(Document):

## Start

|Saint Aidan of Lindisfarne|
|Died||August 31, 651 in Parish Churchyard, Bamburgh, Northumberland|
|Venerated in||Roman Catholic Church, Eastern Orthodox Church, Anglican Communion, Lutheran Church|
|Major shrine||originally Lindisfarne Abbey, Northumberland; later disputed between Iona Abbey & Glastonbury Abbey (all destroyed).|
|Feast||August 31 (Roman Catholic Church, Anglican Communion), June 9 (Lutheran Church)|
|Attributes||Monk holding a flaming torch; stag|
Saint Aidan of Lindisfarne, the Apostle of Northumbria (died 651), was an Irish monk who heeded King Oswald's call to revivify English Christianity. In his missionary labors, he founded a monastic cathedral on the island of Lindisfarne (England), served as its first bishop, and traveled ceaselessly throughout the countryside, spreading the gospel to both the Anglo-Saxon nobility and to the socially disenfranchised (including children and slaves). His influence was such that the Venerable Bede dedicates much of the third book of his Ecclesiastical History of the English Nation to describing this gentle and charitable monk's exploits.
Bede's meticulous and detailed account of Saint Aidan's life provides the basis for most biographical sketches (both classical and modern). One notable lacuna, which (somewhat paradoxically) reinforces the notion of Bede's reliability, is that virtually nothing is known of the monk's early life, save that he was a monk at the ancient monastery on the island of Iona (Scotland) from a relatively young age and that he was of Irish descent. As a result, it is from these two scant details that the present exposition begins as well.
Though Bede's account of Aidan's life is certainly laudatory, it is notable that the venerable historian did criticize certain elements of his religious practice (such as his adherence to the Celtic reckoning of Easter). Despite this (or perhaps even because of it), he provides an eloquent summary of the life and impact of the saint:
I have written thus much concerning the person and works of the aforesaid Aidan, in no way commending or approving what he imperfectly understood in relation to the observance of Easter; nay, very much detesting the same, as I have most manifestly proved in the book I have written, "De Temporibus"; but, like an impartial historian, relating what was done by or with him, and commending such things as are praiseworthy in his actions, and preserving the memory thereof for the benefit of the readers; viz. his love of peace and charity; his continence and humility; his mind superior to anger and avarice, and despising pride and vainglory; his industry in keeping and teaching the heavenly commandments; his diligence in reading and watching; his authority becoming a priest in reproving the haughty and powerful, and at the same time his tenderness in comforting the afflicted, and relieving or defending the poor. To say all in a few words, as near as I could be informed by those that knew him, he took care to omit none of those things which he found in the apostolical or prophetical writings, but to the utmost of his power endeavored to perform them all.

## End

(Stored data):
## Start

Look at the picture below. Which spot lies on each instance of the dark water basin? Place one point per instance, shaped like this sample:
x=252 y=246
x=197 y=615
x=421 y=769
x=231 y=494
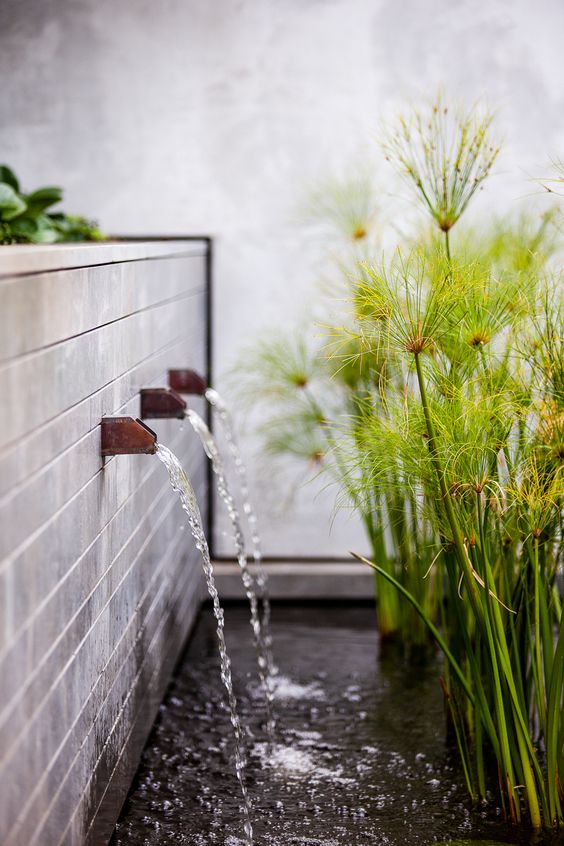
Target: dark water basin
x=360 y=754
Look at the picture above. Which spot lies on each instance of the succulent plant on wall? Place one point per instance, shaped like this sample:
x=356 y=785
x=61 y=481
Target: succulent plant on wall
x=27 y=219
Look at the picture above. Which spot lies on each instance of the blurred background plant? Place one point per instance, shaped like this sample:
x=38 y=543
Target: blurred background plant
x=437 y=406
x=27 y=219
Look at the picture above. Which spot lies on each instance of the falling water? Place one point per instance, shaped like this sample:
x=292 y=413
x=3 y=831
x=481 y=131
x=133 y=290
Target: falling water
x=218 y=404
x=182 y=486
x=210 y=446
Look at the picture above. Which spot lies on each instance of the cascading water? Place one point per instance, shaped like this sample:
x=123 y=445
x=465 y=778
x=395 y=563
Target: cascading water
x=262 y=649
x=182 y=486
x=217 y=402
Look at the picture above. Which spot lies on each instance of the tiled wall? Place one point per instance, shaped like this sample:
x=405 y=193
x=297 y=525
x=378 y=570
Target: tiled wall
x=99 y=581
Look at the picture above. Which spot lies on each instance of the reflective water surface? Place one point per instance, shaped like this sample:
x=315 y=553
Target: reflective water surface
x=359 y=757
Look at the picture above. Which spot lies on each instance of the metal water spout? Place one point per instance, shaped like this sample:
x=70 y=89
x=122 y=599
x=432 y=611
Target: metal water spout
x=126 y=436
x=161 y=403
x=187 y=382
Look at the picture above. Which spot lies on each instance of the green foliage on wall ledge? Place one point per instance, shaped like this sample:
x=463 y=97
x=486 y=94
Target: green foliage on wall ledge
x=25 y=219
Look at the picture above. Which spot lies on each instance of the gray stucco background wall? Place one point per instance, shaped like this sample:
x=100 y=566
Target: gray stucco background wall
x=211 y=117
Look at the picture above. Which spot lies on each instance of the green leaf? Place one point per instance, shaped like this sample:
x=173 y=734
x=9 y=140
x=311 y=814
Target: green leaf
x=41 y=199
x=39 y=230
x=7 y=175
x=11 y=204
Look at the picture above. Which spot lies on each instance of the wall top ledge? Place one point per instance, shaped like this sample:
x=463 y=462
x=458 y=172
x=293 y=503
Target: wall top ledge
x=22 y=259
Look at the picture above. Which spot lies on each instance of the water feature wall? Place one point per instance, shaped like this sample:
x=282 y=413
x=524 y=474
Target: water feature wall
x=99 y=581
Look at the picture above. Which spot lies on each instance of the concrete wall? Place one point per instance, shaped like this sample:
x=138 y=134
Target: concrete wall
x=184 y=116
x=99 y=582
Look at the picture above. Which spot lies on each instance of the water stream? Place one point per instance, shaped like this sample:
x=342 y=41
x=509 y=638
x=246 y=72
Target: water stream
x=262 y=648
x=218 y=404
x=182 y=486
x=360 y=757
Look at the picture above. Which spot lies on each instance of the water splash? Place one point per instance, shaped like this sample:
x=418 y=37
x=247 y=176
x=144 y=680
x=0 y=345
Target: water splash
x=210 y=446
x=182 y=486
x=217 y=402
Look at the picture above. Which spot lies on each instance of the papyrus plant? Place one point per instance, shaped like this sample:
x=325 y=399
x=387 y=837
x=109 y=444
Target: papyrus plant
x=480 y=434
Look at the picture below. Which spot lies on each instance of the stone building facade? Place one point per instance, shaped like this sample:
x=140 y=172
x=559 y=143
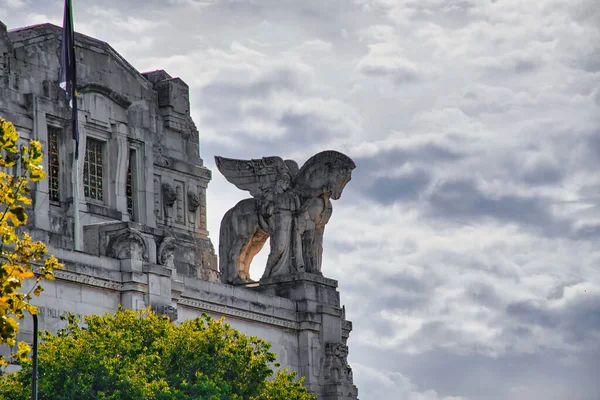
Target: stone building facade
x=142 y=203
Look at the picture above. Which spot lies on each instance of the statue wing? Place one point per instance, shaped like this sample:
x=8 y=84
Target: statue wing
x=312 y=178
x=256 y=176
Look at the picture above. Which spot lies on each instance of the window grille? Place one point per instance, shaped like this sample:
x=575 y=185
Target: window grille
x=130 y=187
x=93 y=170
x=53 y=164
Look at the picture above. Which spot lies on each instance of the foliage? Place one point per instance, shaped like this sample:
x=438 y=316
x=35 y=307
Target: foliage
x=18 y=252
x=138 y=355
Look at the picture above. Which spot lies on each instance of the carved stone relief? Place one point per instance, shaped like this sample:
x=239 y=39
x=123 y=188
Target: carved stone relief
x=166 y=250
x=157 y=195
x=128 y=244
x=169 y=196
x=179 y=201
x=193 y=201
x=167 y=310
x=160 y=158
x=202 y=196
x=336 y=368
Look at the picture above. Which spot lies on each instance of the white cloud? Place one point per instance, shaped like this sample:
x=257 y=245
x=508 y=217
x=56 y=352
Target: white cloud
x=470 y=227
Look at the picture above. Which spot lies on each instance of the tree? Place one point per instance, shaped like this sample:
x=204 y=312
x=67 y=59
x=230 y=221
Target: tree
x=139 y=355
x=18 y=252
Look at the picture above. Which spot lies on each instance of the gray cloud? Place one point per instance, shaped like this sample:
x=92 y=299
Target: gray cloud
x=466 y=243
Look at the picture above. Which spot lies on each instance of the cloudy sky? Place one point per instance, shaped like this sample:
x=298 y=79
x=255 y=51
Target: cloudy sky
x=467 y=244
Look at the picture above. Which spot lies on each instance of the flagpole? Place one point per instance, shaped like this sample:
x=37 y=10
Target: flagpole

## End

(What this exercise asks):
- 1) Say whether each statement agrees with the Saint Aidan text, answering yes or no and quoting the words that decide it: (a) Aidan was the first bishop of the monastic cathedral on Lindisfarne. (b) Bede approved of Aidan's way of reckoning Easter. (c) The Lutheran Church keeps Aidan's feast on August 31.
- 2) According to the Saint Aidan text, where did Aidan die?
- 3) Please recast the paragraph of the Saint Aidan text beginning "Saint Aidan of Lindisfarne, the Apostle of Northumbria" as a short bulleted list that keeps its main facts.

(Answers per task):
- 1)
(a) Yes: "served as its first bishop"
(b) No: "did criticize certain elements of his religious practice (such as his adherence to the Celtic reckoning of Easter)"
(c) No: "June 9 (Lutheran Church)"

- 2) In the Parish Churchyard, Bamburgh, Northumberland.

- 3)
- Called the Apostle of Northumbria; died in 651.
- An Irish monk who answered King Oswald's call to revive English Christianity.
- Founded a monastic cathedral on the island of Lindisfarne and served as its first bishop.
- Traveled constantly through the countryside, preaching to the Anglo-Saxon nobility and to the disenfranchised, including children and slaves.
- Bede gives much of the third book of his Ecclesiastical History of the English Nation to Aidan's deeds.